Dataset excerpt:
=====
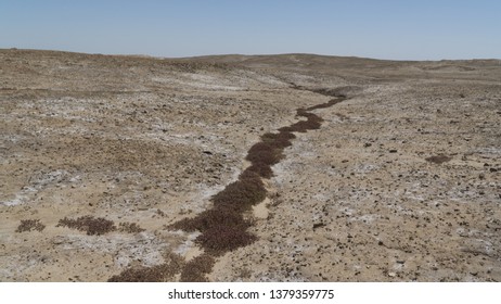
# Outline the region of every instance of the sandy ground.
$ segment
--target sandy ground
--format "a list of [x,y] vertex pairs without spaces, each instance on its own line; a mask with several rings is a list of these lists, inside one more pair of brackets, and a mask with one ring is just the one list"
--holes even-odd
[[[500,281],[500,79],[494,60],[0,50],[0,281],[105,281],[201,255],[200,232],[169,225],[339,88],[349,99],[314,110],[321,128],[264,180],[257,240],[207,279]],[[81,216],[117,229],[57,225]]]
=====
Write out every line of the material above again, omitting only the pictures, and scale each polygon vertex coordinate in the answers by 0.2. Round each result to the nearest whole number, rounding halves up.

# Outline the region of every instance of the sandy ground.
$ segment
--target sandy ground
--format "a list of [x,y] vertex pairs without spaces, each instance on its own line; a mask with several rings is a list of these lists, inside one more pair of brackets, and a mask with one ring is just the one list"
--holes even-odd
[[[100,56],[100,16],[99,12],[0,10],[0,56],[21,56],[40,51],[40,46],[34,45],[68,18],[70,20],[63,22],[64,26],[53,36],[51,48],[41,56]],[[16,43],[23,46],[11,45]]]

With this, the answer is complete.